• [Ваше задание]: Перепишите из отрывка для чтения фрагмент от слов «Прими эту холодную» до слов «будет. Мы спим.» включительно.

• [Отрывок для чтения]:
○ ○ ○

Прими эту холодную трезвость. Существует только смерть и иллюзия. Человек чуть шевельнулся, и шевеление, как всякое шевеление, сейчас же дало новую жизнь армии контролирующих, которые заботливыми пальцами ведут каждый кусок к каждому рту, старательно отламывая от него по дороге.

14.1.1992

Сколько силы. Библейская страна. Может быть, всякая страна такая? Что разницы, когда сила льется водопадом и ложится плашмя в грязь. Мы стоим, или лежим, на пороге мира. Слепые гиганты. Почти никто не делает никакого «дела» и не будет. Мы спим.

Фильм «Падение Берлина». В зале кинотеатра, который тебе казался торжественным и таинственным. Цветной фильм, какое чудо. Широкое страстное лицо Андреева смотрит крупным планом и оглушает. На экране бегут массы и втаптывают в землю, в молчание. Пушки и Сталин как придвинувшееся небо задают божественную высоту, куда успокойся, не продвинешься никогда. Ты знаешь свое место и пьешь тонкую, далекую тоску, как быстрая К., как колкий ураган, как февральское тепло, как июльские цикады, как ящерицы на камне, как октябрьская затаенная волшебная тишь. Как «Повести Белкина», книжка белая, тонкая, с золотым письмом прописью на обложке, с удивительным простором внутри. Ты загнан и спасен. Посвящен в пустоту мира.

Всё сцеплено невидимой ниткой настоящего, кричит о молчании и падая вверх ли, вниз ли, падает в настоящее, в руки Бога, в которых все есть именно так как есть и не бывает чтобы не было того что было. Неужели, нежели… Но молчи: не выдай.

Почему всё так ясно говорит? О том что все так, что 1K быть должно, что так прочерчено через точку секунды алмазным карандашом, пропечатано золотой печатай. Все заворожено волшебной ворожбой. Со смертью ничего не кончается, все начинается, и то, что не кончится: тогда, уже сейчас хочет быть и требует тебя чтобы быть, зачем миру быть? Да затем что другого ничего кроме него: т. Он хочет быть и будет потому что может.

○ ○ ○

• [Данные]:
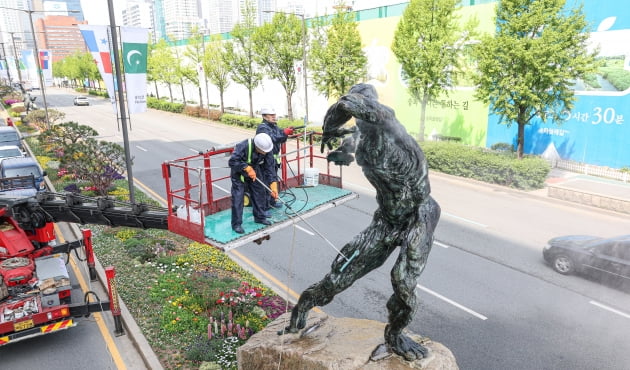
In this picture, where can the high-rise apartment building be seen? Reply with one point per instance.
(139, 14)
(59, 7)
(179, 17)
(60, 35)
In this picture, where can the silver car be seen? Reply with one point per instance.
(81, 100)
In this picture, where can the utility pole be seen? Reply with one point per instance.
(4, 55)
(17, 61)
(121, 100)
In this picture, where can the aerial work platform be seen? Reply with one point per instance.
(199, 199)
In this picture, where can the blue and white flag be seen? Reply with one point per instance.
(97, 40)
(45, 64)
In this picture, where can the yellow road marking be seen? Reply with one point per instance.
(98, 317)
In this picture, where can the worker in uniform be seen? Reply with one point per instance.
(251, 160)
(279, 136)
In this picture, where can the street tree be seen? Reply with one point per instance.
(336, 60)
(99, 162)
(278, 45)
(195, 54)
(152, 74)
(428, 43)
(183, 72)
(163, 65)
(528, 68)
(38, 118)
(216, 67)
(240, 52)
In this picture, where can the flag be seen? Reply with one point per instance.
(134, 55)
(45, 64)
(28, 65)
(3, 70)
(97, 40)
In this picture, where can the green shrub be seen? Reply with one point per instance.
(239, 120)
(164, 105)
(480, 164)
(505, 147)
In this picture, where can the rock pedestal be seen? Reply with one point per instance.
(332, 343)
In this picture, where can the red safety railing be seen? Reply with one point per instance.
(190, 181)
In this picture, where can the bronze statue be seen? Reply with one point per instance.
(406, 216)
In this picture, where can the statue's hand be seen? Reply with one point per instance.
(329, 136)
(335, 117)
(340, 158)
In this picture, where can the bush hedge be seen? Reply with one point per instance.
(164, 105)
(502, 168)
(252, 123)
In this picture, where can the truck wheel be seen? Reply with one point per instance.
(563, 264)
(92, 274)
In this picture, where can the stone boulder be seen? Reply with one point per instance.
(332, 343)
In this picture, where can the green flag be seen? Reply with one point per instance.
(135, 57)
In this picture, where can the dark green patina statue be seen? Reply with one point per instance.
(406, 216)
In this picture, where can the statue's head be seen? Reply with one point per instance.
(366, 90)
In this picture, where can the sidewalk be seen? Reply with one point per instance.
(588, 190)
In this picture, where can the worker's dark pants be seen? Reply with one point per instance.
(257, 197)
(269, 199)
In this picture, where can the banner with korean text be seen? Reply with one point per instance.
(97, 40)
(30, 68)
(45, 64)
(134, 56)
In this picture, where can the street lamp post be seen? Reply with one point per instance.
(4, 54)
(17, 61)
(121, 101)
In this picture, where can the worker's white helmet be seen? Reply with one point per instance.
(267, 110)
(263, 142)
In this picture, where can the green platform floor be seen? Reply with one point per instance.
(218, 226)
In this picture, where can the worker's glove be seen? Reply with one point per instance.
(274, 190)
(250, 172)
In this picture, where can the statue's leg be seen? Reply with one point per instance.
(363, 254)
(415, 247)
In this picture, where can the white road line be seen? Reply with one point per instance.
(620, 313)
(303, 229)
(440, 244)
(464, 219)
(463, 308)
(220, 188)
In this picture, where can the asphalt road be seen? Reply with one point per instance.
(486, 292)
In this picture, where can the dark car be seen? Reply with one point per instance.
(608, 258)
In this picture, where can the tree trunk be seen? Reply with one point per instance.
(181, 83)
(423, 116)
(520, 140)
(251, 105)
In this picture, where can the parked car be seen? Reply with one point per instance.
(10, 151)
(81, 100)
(585, 254)
(9, 135)
(20, 167)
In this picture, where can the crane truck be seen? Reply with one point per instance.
(36, 294)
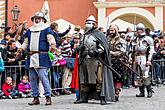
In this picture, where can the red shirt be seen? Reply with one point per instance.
(6, 88)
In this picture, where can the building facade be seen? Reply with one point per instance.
(149, 12)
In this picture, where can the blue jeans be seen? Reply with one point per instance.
(56, 77)
(42, 74)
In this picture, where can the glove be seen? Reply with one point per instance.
(93, 53)
(10, 97)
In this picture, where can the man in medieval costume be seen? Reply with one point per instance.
(95, 78)
(117, 50)
(144, 49)
(38, 41)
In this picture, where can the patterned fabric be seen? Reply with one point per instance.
(37, 41)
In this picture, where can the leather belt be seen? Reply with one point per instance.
(34, 52)
(140, 53)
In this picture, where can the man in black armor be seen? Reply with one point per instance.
(95, 79)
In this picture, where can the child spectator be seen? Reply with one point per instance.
(67, 53)
(59, 61)
(24, 88)
(7, 89)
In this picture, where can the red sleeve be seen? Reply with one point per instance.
(4, 89)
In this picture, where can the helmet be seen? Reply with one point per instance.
(140, 26)
(90, 23)
(39, 15)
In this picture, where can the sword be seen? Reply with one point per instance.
(129, 68)
(104, 63)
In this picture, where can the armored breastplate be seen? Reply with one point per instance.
(90, 42)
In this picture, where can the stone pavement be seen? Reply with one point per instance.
(128, 101)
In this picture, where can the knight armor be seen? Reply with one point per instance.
(144, 49)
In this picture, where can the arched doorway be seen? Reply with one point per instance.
(133, 16)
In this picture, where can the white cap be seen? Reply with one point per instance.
(91, 18)
(140, 26)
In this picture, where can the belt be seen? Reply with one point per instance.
(34, 52)
(140, 53)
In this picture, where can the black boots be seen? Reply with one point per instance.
(142, 94)
(83, 98)
(35, 101)
(149, 91)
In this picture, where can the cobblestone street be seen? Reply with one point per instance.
(128, 101)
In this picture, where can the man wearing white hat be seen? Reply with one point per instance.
(38, 41)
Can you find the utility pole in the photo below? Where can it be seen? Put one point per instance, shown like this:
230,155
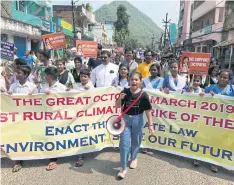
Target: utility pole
152,45
166,31
74,24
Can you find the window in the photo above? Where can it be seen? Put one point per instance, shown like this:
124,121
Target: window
20,5
221,14
198,3
204,49
198,49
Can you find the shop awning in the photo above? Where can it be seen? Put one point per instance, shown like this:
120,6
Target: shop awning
224,43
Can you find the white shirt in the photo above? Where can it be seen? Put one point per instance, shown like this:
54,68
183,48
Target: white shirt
70,65
57,87
80,87
103,75
26,88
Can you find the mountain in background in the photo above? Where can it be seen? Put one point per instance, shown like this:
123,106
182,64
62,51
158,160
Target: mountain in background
141,26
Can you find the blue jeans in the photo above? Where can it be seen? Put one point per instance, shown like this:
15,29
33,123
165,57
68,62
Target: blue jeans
131,138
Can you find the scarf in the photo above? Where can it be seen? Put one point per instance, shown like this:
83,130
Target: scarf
180,85
63,78
156,85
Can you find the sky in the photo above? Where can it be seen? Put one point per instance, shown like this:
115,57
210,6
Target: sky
155,9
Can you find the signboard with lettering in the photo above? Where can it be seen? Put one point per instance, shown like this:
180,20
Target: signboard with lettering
86,48
66,25
45,26
54,41
15,26
194,63
7,51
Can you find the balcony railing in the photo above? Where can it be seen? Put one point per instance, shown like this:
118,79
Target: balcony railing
180,24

○ ○ ○

• [Ответ]:
Прими эту холодную трезвость. Существует только смерть и иллюзия. Человек чуть шевельнулся, и шевеление, как всякое шевеление, сейчас же дало новую жизнь армии контролирующих, которые заботливыми пальцами ведут каждый кусок к каждому рту, старательно отламывая от него по дороге.

14.1.1992

Сколько силы. Библейская страна. Может быть, всякая страна такая? Что разницы, когда сила льется водопадом и ложится плашмя в грязь. Мы стоим, или лежим, на пороге мира. Слепые гиганты. Почти никто не делает никакого «дела» и не будет. Мы спим.